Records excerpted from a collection
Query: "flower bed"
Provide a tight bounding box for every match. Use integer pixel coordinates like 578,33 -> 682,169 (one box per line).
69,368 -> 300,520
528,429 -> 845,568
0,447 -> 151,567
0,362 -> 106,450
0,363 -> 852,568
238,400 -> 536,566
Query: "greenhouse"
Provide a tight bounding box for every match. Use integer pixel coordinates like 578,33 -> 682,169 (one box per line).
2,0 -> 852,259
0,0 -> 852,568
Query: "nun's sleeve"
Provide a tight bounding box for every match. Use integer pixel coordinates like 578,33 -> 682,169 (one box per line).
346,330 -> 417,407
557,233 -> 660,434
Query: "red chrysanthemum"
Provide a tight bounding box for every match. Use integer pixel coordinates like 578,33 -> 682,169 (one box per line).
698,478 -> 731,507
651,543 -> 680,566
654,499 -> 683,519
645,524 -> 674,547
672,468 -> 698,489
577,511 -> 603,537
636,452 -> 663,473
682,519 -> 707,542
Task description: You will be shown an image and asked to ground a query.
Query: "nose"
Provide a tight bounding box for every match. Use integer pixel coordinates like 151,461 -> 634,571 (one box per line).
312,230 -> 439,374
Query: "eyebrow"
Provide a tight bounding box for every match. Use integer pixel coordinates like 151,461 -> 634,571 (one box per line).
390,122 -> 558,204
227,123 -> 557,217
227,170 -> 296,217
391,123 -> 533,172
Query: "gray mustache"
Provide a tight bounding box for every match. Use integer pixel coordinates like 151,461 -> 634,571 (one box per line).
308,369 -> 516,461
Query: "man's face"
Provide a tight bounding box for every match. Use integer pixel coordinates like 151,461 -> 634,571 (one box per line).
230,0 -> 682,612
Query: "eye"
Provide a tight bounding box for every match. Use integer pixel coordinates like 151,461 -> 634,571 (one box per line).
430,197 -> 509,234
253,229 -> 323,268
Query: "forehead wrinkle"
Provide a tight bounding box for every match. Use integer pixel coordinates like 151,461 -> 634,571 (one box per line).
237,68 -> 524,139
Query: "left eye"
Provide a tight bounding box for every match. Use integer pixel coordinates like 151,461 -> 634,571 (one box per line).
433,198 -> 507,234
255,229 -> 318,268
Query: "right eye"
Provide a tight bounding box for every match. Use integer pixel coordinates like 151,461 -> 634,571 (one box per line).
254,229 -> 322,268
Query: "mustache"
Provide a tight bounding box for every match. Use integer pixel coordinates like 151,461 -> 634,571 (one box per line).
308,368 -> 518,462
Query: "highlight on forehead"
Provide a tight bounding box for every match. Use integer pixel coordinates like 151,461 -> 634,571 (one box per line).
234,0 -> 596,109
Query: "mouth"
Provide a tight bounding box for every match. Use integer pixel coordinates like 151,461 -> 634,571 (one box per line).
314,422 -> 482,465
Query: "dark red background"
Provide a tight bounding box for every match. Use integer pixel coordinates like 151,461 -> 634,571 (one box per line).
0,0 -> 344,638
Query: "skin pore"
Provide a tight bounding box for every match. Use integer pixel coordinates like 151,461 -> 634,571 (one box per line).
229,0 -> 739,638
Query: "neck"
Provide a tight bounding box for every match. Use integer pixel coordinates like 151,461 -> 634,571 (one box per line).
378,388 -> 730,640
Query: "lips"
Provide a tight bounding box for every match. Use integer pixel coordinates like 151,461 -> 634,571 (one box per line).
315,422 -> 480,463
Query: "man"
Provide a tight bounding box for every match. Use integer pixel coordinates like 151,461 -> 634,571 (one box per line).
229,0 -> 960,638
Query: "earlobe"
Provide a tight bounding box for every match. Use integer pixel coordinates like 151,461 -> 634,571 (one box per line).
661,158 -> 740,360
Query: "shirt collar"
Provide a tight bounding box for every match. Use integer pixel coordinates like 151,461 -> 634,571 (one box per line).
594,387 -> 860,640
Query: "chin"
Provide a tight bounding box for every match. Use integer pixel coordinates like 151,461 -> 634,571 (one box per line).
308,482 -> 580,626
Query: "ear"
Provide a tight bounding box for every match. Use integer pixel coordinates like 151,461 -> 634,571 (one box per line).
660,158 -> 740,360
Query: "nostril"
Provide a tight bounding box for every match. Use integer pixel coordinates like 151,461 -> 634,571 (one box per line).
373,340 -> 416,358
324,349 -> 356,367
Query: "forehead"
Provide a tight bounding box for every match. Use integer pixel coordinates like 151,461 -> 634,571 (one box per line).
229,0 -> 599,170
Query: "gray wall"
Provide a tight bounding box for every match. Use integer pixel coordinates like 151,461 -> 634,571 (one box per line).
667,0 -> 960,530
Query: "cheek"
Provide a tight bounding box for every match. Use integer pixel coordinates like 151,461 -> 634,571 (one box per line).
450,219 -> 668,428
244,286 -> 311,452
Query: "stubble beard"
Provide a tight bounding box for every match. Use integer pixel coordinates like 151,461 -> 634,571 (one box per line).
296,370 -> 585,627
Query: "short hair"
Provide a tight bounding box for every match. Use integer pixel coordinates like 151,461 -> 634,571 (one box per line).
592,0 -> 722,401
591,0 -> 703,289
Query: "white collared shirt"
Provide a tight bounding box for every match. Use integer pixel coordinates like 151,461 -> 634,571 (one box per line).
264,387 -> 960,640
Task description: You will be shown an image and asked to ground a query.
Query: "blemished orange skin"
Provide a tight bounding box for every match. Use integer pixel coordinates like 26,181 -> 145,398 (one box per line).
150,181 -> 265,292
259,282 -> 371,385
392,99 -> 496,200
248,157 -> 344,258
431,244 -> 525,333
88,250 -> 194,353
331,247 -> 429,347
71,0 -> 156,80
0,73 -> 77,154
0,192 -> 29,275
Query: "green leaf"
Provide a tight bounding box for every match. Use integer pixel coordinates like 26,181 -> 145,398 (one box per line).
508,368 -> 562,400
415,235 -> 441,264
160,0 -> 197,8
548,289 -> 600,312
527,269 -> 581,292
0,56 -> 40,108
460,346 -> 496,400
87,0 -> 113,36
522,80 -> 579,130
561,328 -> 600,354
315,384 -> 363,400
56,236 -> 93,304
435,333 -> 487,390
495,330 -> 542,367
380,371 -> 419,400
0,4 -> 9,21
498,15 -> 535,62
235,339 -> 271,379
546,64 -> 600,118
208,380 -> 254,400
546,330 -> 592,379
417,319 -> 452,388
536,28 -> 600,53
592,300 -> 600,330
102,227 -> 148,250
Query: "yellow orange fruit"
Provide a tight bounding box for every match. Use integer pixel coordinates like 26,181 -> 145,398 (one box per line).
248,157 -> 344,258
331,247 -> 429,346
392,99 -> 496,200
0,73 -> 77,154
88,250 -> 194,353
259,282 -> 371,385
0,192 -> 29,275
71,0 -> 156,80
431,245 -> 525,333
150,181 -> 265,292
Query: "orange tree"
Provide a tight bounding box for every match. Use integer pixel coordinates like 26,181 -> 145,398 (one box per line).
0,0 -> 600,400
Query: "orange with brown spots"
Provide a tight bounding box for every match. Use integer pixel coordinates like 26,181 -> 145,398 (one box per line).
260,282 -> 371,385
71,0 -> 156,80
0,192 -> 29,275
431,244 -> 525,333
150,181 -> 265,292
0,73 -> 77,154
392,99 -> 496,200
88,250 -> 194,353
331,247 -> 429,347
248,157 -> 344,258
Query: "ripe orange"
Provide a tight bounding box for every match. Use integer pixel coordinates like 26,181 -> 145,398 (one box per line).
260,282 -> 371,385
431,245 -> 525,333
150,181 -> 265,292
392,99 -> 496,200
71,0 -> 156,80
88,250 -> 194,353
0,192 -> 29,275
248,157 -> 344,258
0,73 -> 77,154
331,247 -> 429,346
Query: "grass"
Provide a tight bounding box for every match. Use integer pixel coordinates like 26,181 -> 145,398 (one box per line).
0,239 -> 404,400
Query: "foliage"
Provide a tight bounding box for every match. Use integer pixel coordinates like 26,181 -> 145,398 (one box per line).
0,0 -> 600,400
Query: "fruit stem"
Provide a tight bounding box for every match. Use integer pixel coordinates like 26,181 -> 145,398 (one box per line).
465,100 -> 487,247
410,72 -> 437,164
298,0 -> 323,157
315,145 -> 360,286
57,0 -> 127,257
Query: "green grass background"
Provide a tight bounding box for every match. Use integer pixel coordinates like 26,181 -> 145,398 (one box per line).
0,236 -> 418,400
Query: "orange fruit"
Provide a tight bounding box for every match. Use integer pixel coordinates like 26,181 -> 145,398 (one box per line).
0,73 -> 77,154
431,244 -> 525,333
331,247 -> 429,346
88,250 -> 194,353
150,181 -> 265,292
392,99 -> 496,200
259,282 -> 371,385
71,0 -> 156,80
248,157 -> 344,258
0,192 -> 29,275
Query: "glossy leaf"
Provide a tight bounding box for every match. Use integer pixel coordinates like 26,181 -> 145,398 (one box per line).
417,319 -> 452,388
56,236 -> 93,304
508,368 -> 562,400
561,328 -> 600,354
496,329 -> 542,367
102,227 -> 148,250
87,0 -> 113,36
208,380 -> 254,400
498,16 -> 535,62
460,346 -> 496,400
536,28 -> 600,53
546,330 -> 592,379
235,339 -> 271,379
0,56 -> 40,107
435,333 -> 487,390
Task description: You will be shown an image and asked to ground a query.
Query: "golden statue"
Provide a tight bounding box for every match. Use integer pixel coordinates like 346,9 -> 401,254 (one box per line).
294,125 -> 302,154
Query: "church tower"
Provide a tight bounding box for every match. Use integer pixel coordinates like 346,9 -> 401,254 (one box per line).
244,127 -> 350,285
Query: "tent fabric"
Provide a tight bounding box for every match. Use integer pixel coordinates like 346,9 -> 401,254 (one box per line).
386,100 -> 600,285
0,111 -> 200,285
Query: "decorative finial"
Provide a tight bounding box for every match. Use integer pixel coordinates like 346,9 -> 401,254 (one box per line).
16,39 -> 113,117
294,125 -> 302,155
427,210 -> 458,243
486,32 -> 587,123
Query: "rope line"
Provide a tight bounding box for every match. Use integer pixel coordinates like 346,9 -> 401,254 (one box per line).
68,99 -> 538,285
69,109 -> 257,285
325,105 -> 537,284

**Directions for this task:** Return each line from the entries above in which the word "shirt" appears.

**Worked answer:**
Query: "shirt collar"
Query: "white collared shirt"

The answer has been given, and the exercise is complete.